• Цель задания
Напишите продолжение отрывка о Соллертинском, начиная сразу после его последнего предложения.

• Выбранный отрывок
* * * *
В 20-е годы Соллертинский начал публиковать свои первые музыковедческие работы – об опере Кшенека «Джонни наигрывает», о «Кавалере розы» Р. Штрауса, о современной музыке, а в основном о западном авангарде. Вскоре он стал заведующим репертуарной частью Ленинградской филармонии, где уже укоренилась традиция исполнения музыки XX века; именно в эти годы были, между прочим, исполнены «Песни Гурре» Шёнберга и Фортепианный концерт Кшенека с участием Марии Юдиной.
* * * *
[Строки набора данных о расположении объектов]

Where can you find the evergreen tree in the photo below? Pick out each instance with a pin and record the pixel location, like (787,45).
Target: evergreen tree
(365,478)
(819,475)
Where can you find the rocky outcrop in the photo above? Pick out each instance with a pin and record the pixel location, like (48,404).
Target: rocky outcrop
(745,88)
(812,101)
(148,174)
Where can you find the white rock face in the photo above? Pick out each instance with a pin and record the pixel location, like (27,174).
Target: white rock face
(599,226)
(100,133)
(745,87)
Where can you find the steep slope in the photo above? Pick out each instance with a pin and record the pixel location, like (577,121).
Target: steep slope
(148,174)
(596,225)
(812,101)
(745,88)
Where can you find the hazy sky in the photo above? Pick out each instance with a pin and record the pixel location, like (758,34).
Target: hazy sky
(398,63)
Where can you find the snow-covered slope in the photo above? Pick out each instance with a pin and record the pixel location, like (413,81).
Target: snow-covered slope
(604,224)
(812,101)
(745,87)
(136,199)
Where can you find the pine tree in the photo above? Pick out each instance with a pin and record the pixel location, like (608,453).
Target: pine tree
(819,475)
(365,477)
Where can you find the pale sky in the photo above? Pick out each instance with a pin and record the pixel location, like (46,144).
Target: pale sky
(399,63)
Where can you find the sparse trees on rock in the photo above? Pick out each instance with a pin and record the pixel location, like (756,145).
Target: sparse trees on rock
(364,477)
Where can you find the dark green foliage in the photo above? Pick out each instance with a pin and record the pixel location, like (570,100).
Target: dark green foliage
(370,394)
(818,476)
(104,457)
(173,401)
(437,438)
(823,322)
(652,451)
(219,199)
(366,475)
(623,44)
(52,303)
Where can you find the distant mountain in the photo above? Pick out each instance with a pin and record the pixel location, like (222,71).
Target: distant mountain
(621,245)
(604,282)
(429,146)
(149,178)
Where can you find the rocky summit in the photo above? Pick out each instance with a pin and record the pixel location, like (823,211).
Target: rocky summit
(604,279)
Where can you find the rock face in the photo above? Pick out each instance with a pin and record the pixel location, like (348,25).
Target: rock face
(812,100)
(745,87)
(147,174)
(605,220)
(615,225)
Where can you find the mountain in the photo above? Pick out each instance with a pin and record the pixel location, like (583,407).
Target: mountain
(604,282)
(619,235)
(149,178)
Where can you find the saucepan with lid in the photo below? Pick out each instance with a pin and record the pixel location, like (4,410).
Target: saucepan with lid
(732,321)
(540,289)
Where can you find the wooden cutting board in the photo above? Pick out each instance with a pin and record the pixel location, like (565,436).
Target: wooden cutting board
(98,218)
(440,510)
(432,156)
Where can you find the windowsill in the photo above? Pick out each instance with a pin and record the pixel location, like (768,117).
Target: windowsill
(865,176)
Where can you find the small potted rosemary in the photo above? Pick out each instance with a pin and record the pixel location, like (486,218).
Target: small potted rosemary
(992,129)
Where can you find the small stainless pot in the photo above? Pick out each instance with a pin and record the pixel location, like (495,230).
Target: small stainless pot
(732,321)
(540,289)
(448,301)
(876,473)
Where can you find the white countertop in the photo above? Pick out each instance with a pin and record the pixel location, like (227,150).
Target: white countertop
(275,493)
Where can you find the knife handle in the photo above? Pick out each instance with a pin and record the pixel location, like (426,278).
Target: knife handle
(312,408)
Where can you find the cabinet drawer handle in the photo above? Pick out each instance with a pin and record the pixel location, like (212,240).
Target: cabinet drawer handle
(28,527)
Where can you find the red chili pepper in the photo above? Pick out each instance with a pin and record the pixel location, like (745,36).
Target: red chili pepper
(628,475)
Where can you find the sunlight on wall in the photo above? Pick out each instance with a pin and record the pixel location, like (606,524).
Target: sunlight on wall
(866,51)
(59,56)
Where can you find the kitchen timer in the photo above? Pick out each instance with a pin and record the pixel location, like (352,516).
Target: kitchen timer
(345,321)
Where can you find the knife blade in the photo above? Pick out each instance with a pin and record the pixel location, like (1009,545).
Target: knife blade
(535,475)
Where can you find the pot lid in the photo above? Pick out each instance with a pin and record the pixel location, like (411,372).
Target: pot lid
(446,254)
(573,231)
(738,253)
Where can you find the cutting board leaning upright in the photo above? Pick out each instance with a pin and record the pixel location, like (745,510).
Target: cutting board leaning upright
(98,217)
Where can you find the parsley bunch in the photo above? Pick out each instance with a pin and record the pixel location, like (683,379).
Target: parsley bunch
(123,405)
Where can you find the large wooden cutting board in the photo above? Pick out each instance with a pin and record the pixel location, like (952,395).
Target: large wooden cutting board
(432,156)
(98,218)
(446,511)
* * * *
• Результат
Начиная с 1930 года Соллертинский публиковал статьи о большинстве вновь созданных Шостаковичем произведений и часто выступал о них на дискуссиях. О нем самом он писал:
«Шостакович как творческий тип полярно далек от романтически-дилетантского мифа о художнике, работающем лишь в моменты „озарений“, „наития“ и „божественного безумия“. Он прежде всего настоящий профессионал, владеющий техникой любого жанра. Он склонен порою даже полемически подчеркивать „ремесленность“ музыкальной профессии. Он работает помногу, быстро, нередко без черновиков, без клавираусцуга, сразу вписывая задуманное в партитуру. Подобно натренированному шахматисту во время сеанса одновременной игры на нескольких досках, Шостакович умеет работать сразу над несколькими музыкальными заданиями, иногда совершенно различного психологического диапазона»101.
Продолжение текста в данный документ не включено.